__Instructions for the task__: Reproduce every line of the records from the one containing "Guideline: for every instance of the white football" through the end of the records, requests included. Raise each x and y coordinate in the answers by 140, leaving the requests and their format samples unchanged.

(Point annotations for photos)
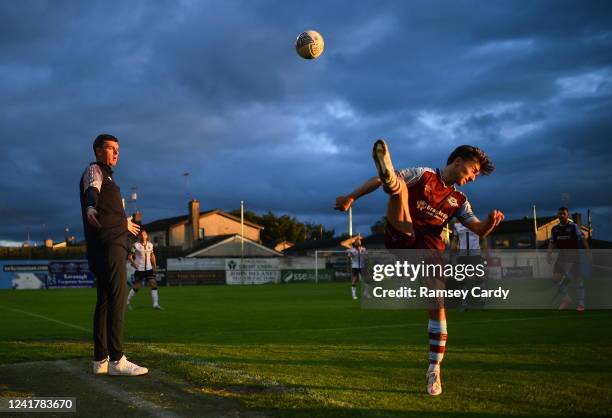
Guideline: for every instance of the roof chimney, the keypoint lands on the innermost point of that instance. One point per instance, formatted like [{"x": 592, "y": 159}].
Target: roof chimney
[{"x": 194, "y": 216}]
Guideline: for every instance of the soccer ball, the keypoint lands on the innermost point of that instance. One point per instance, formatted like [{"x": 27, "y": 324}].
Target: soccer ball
[{"x": 309, "y": 45}]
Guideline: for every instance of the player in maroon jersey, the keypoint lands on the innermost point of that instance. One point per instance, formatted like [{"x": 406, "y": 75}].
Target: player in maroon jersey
[
  {"x": 566, "y": 238},
  {"x": 421, "y": 202}
]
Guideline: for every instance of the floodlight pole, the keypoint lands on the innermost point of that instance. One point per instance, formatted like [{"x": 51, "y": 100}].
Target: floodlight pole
[
  {"x": 242, "y": 241},
  {"x": 535, "y": 227}
]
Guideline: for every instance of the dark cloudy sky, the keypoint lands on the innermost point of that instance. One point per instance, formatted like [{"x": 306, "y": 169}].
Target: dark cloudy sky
[{"x": 215, "y": 88}]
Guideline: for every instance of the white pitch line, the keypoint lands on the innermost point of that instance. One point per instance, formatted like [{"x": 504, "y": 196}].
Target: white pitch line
[
  {"x": 116, "y": 392},
  {"x": 57, "y": 321},
  {"x": 266, "y": 382},
  {"x": 284, "y": 331},
  {"x": 412, "y": 324}
]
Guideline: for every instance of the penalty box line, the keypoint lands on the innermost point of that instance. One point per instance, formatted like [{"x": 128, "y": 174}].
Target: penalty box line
[{"x": 284, "y": 331}]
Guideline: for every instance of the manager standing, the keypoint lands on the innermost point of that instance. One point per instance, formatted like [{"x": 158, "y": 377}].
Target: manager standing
[{"x": 106, "y": 234}]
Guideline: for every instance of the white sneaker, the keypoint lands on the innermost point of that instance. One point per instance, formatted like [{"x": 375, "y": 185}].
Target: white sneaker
[
  {"x": 100, "y": 367},
  {"x": 434, "y": 384},
  {"x": 123, "y": 367}
]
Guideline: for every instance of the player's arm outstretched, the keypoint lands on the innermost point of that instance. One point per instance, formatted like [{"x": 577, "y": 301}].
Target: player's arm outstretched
[
  {"x": 343, "y": 203},
  {"x": 484, "y": 228},
  {"x": 153, "y": 260},
  {"x": 131, "y": 258}
]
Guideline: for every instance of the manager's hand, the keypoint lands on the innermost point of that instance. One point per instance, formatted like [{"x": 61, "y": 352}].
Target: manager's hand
[
  {"x": 92, "y": 217},
  {"x": 134, "y": 228}
]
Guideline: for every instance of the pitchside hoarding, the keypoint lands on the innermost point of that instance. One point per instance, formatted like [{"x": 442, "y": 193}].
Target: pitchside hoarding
[
  {"x": 70, "y": 274},
  {"x": 252, "y": 270},
  {"x": 417, "y": 279}
]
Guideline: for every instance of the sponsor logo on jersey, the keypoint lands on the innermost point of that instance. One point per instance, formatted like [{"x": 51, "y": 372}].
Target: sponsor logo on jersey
[{"x": 431, "y": 211}]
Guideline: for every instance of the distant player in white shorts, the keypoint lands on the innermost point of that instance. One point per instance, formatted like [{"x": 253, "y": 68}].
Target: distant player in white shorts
[
  {"x": 357, "y": 256},
  {"x": 142, "y": 258}
]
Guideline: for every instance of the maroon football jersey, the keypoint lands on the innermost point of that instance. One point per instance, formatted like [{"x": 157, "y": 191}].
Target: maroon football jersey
[
  {"x": 432, "y": 204},
  {"x": 566, "y": 236}
]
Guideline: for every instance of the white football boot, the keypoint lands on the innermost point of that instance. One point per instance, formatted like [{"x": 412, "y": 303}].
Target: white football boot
[
  {"x": 434, "y": 384},
  {"x": 100, "y": 367},
  {"x": 123, "y": 367}
]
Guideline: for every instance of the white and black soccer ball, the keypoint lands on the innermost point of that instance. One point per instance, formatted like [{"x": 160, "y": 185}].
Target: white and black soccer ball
[{"x": 309, "y": 44}]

__Finished task__:
Guideline: for every instance of the white football boot, the keypoint lands on the innermost point of that instance. One point per instance, formatted like [{"x": 412, "y": 303}].
Target: white football boot
[
  {"x": 574, "y": 524},
  {"x": 240, "y": 507},
  {"x": 263, "y": 507}
]
Guideline: for every instance of the white and black soccer ball, the keypoint lands on the innermost point of that instance. One point per instance, formatted like [{"x": 160, "y": 185}].
Target: white and black soccer ball
[{"x": 449, "y": 184}]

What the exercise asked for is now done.